Problem to work on - Quote the C++ concurrency reading notes word for word, from "[C++] C++ Concurrency" up to and including "through the context.".

Jun 5, 2019

[C++] C++ Concurrency In Action, Second edition, recap [Ch.5]

Anthony Williams' C++ Concurrency In Action book hits second edition, hereby jotting down reading notes starts from Chapter 5, which draws the C++'s memory model and concurrent program design.
The Art of Multiprocessor Programming , [multiprocessor programming] types of synchronization)

For the system languages I am currently using having the sequential-consistent memory model, which is quite straight forward to work with (Go, Java). While C++ gives us a bit more,
thus the understanding of MESI , store buffer,
memory/compiler barrier would be a plus for reading through the context.



C++ abstract machine memory model:

https://en.cppreference.com/w/cpp/language/memory_model

All data in a C++ program is made up of objects.
It's a statement about the building blocks of data in C++.
The C++ Standard defines an object as "a region of storage" although it goes on to assign properties to these objects, such as their type and lifetime.



Object memory layout:

Reference:
struct padding http://vsdmars.blogspot.com/search/label/c_struct
  • Every variable is an object, including those that are members of other objects.
  • Every object occupies at least one memory location.
  • Variables of fundamental types such as int or char occupy exactly one memory location, whatever their size, even if they’re adjacent or part of an array.
  • Adjacent bit fields are part of the same memory location.


Every object in a C++ program has a modification order composed of all the writes to that object from all threads in the program, starting with the object's initialization. 




compare_exchange_weak() can be used in a loop,
reason is that:
e.g
bool expected=false;
extern atomic<bool> b; // set somewhere else
while(!b.compare_exchange_weak(expected,true) && !expected);



std::atomic<UDT>
  • UDT has trivial copy-assignment operator.
  • Every base class and non-static data member of a user-defined type must also have a trivial copy-assignment operator. 
  • Which permits the compiler to use memcpy() or an equivalent operation for assignment operations, because there's no user-written code to run.



The compare-exchange operations do bitwise comparison as if using memcmp(), rather than using any comparison operator that may be defined for UDT.
  • If the type provides comparison operations that have different semantics,
  • or the type has padding bits that do not participate in normal comparisons,
then this can lead to a compare-exchange operation failing, even though the values compare equally.
    
Make UDT less then the size of 1 word or 2 words(DWCAS).

Entries supplied -
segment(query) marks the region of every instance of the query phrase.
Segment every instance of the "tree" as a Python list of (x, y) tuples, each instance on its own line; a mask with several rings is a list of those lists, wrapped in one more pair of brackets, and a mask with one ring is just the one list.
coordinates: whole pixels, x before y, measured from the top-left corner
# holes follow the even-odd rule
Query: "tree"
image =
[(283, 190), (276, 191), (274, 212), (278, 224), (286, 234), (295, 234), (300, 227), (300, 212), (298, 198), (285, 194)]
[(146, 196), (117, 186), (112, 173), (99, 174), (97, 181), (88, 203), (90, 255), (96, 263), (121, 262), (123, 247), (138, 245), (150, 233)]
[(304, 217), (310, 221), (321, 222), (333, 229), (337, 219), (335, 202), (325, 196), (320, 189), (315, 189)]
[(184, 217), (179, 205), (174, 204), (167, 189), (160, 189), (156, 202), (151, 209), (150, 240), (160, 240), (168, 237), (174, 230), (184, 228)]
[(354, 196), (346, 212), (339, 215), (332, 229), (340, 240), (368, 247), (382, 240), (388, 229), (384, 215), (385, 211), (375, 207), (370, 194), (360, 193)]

Answer to the task -
[C++] C++ Concurrency In Action, Second edition, recap [Ch.5]

Anthony Williams' C++ Concurrency In Action book hits second edition, hereby jotting down reading notes starts from Chapter 5, which draws the C++'s memory model and concurrent program design.
The Art of Multiprocessor Programming , [multiprocessor programming] types of synchronization)

For the system languages I am currently using having the sequential-consistent memory model, which is quite straight forward to work with (Go, Java). While C++ gives us a bit more,
thus the understanding of MESI , store buffer,
memory/compiler barrier would be a plus for reading through the context.